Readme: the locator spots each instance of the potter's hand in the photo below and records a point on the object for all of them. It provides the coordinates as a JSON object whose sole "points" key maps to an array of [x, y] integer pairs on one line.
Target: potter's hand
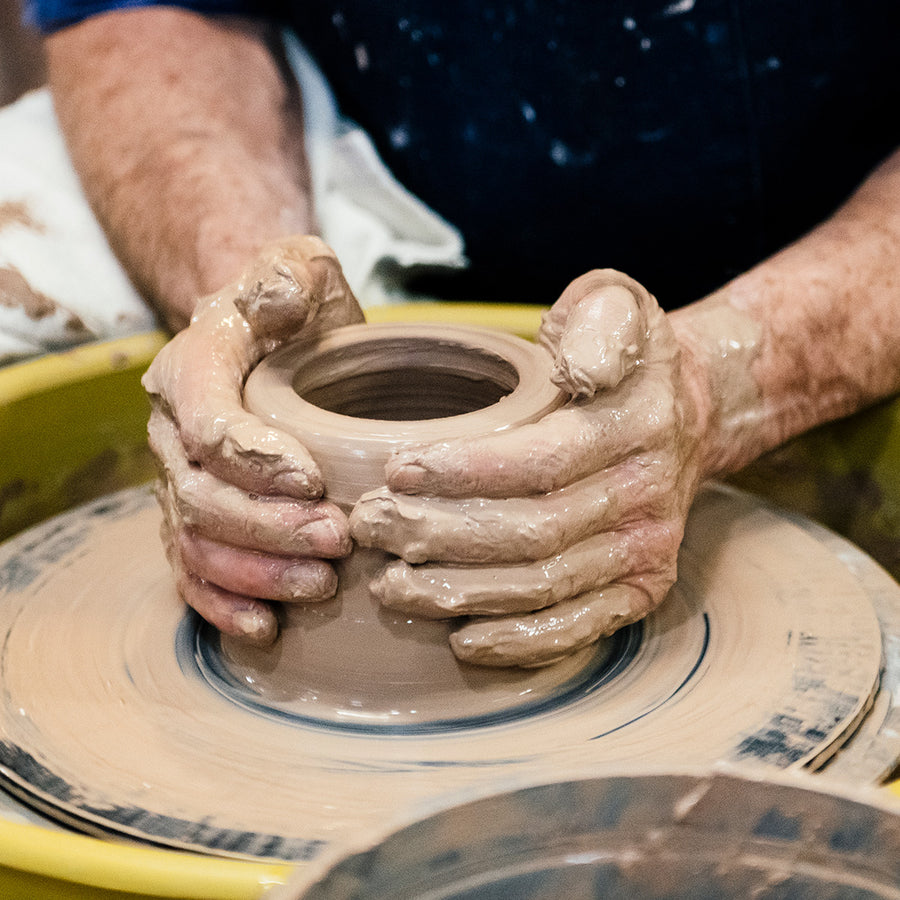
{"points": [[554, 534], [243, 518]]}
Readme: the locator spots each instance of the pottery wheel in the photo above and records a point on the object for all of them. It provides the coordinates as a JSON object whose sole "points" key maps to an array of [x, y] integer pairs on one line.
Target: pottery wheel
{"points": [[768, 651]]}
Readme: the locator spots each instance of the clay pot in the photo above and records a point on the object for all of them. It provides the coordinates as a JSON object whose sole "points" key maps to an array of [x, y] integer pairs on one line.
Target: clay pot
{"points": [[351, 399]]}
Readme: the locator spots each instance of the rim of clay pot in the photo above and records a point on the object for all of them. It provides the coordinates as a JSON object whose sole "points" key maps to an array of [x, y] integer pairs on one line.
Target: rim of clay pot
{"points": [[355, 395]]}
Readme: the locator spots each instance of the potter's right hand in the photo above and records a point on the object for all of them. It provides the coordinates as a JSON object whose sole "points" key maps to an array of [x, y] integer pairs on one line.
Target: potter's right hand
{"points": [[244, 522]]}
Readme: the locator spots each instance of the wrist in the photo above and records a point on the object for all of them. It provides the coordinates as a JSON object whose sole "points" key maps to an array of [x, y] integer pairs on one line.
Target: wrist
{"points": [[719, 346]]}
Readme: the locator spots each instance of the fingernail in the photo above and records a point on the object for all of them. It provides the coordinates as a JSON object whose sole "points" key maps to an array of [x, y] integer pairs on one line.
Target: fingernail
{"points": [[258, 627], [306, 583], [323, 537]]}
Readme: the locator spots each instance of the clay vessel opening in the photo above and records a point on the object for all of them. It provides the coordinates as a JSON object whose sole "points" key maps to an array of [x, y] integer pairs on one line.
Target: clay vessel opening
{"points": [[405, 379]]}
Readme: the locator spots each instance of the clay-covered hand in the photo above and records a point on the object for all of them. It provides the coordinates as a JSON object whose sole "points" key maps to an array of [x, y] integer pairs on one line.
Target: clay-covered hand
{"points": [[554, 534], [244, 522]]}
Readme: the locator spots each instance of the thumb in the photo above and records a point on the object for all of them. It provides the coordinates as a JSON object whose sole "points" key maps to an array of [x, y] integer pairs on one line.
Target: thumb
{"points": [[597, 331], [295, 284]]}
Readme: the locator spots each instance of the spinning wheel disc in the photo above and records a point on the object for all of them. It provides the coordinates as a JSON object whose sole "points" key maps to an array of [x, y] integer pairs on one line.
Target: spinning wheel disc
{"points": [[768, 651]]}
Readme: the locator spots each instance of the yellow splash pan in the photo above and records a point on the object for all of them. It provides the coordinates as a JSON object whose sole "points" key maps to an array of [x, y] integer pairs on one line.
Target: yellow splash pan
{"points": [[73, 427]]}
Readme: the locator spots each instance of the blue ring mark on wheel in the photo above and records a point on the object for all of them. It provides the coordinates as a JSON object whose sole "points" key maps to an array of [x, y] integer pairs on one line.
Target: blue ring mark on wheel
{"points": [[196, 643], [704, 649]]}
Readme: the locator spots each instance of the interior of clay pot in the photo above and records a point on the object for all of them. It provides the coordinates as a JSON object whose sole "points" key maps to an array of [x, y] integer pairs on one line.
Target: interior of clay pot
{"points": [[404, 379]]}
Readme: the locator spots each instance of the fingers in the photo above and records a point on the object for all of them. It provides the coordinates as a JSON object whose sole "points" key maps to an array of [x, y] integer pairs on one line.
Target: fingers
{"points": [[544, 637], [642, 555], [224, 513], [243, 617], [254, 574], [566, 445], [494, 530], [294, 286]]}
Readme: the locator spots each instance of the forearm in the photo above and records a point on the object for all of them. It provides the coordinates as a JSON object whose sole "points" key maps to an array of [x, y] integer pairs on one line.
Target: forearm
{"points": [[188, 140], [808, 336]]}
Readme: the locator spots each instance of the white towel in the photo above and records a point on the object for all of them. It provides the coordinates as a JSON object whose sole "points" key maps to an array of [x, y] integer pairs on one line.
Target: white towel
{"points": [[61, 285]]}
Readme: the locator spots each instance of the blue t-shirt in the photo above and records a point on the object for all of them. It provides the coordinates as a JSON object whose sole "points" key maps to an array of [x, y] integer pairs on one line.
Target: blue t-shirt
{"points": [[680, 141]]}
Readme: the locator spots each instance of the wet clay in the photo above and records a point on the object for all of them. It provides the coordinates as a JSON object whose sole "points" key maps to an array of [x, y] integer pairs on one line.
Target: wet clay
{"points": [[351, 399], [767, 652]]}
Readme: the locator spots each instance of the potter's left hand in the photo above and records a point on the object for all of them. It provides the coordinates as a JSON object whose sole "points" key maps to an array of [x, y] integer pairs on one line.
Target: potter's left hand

++++

Reproduce the material above with every "locator" switched to "detector" and nothing else altered. Leave out the pictures.

## The result
Readme: the detector spots each instance of the potter's hand in the photo below and records a point on the object for all of them. It provides the coordinates as a JSON object whose sole "points" key maps to an array of [x, y] integer pairs on one line.
Target: potter's hand
{"points": [[554, 534], [243, 518]]}
Readme: the detector spots each instance of the pottery wheel in the photo above and records a point on the object for all of them. It provides the coordinates as a JSON object whose sole "points" key maps to an array of [x, y] integer pairs on one line.
Target: pottery wheel
{"points": [[768, 651]]}
Readme: the detector spots each instance of the clay pot in the photo above and records a point on the object for all of them. It provides the coordinates as a JSON object whose sole "points" key maps to an array of [x, y] integer pairs on one line.
Target: clay pot
{"points": [[351, 399]]}
Readme: the detector spots each instance of the rim of clay pot in the photo above and records a point on the object for all of them. It provides the coordinates as a JSON object whose sole "points" key maps to an array of [x, y] integer pairs on one line.
Target: rim of clay pot
{"points": [[355, 395]]}
Readme: the detector spots each instance of the potter's right hand in the photo above and records a point on the object for all of them. It provides the coordinates as a JSON object whose sole "points" key maps to an array of [x, y] integer pairs on one line.
Target: potter's right hand
{"points": [[244, 522]]}
Readme: the detector spots each instance of the wrist in the photo above and records a point on the object for all of them. It provides the coordinates as a JSON object whose sole "points" key maps to an array of [x, y] integer pairs on one line.
Target: wrist
{"points": [[719, 346]]}
Readme: the detector spots each instance of the fingernail in the photo above and records a point on the object for all of them. It provides the coordinates as a JSON object whose sole "points" key maps to an array of [x, y] integer pairs on one line.
Target: fingernail
{"points": [[258, 627], [306, 583], [323, 537]]}
Readme: the detector spots each instance of the clay vessel opening in the photo above and records a point on the object for all of them. It provides the coordinates as a JSON object whose sole "points" key maps to an array of [x, y] integer pairs on one line.
Target: clay vessel opening
{"points": [[405, 379]]}
Readme: the detector spots each instance of the clay-covered hand in the photo above and records a point on the object for all of them. It provides the coordinates as a JSON object whose sole "points" key maps to an array of [x, y] integer pairs on one line.
Target: clay-covered hand
{"points": [[554, 534], [244, 522]]}
Readme: the detector spots each instance of the thumb in the photo above and records a point on the object for all of them. It provides the coordinates as a JSON object whose sole "points" key maps to an array of [x, y] integer pairs on one line.
Target: thumb
{"points": [[597, 331], [295, 284]]}
Readme: the detector spots each instance of the spinning wheel disc in the photo above and records a point on the object for all of them. It provides the coordinates as a JSON object whose sole "points" key maps to an array of [x, y] integer pairs on one line.
Target: spinning wheel disc
{"points": [[768, 651]]}
Readme: the detector spots each instance of the yellow splash pan in the photo above and records a point on the object for all of them. It provides the coordinates as a JSON object whose sole "points" key maps to an array of [x, y] integer pairs on one line.
Target: yellow splash pan
{"points": [[73, 427]]}
Readme: the detector spots each instance of the blue ring mark on wheel in the photo above and records a point on the object for all of them. It provides the coordinates as a JSON object whose sole "points" key maps to an array of [x, y] integer pairs on one line.
Target: blue ring mark on wheel
{"points": [[196, 643], [704, 649]]}
Readme: the detector spots each instance of the interior of clay pot in the photo above and records a point on the object for all of them. It provides the coordinates as a JSON object whose sole "points" key maps to an array of [x, y] integer pairs on one line.
Target: interior of clay pot
{"points": [[404, 379]]}
Readme: the detector spots each instance of the fingers in the photo above and records a point on the object for all of them. It provides the coordinates as a JSON object whose sole "points" key maps to an array of [x, y] integer pairs on one line.
Target: fingers
{"points": [[544, 637], [642, 555], [224, 513], [243, 617], [254, 574], [566, 445], [494, 530], [294, 286]]}
Readme: the detector spots each instance of the forearm in the photo above and records a point on the object for all of them. It provides the coordinates as a JSON object whose sole "points" key maps to an array of [x, y] integer pairs on one line.
Target: forearm
{"points": [[188, 140], [808, 336]]}
Readme: the detector spots each instance of the white towel in the photo above and records a point on the object for all of them. It provides the coordinates as a JSON object whose sole "points" key maps to an array of [x, y] integer pairs on one line.
Target: white towel
{"points": [[61, 285]]}
Readme: the detector spots each instance of the blue t-shirt in the photo above and records a point on the object for all of them. It provides the coordinates as a JSON object whose sole "points" key maps to an array of [x, y] integer pairs on one line.
Target: blue t-shirt
{"points": [[680, 141]]}
Readme: the detector spots each instance of the wet clay in the photo above and records a point on the object for all of them. It provides the coordinates as a JSON object whose sole "points" key maps to an array of [x, y] integer pairs on one line.
Target: wet clay
{"points": [[351, 399], [767, 652]]}
Readme: the detector spots each instance of the potter's left hand in the photo above and records a point on the object for all of them. It provides the coordinates as a JSON object whose sole "points" key maps to an array of [x, y] integer pairs on one line.
Target: potter's left hand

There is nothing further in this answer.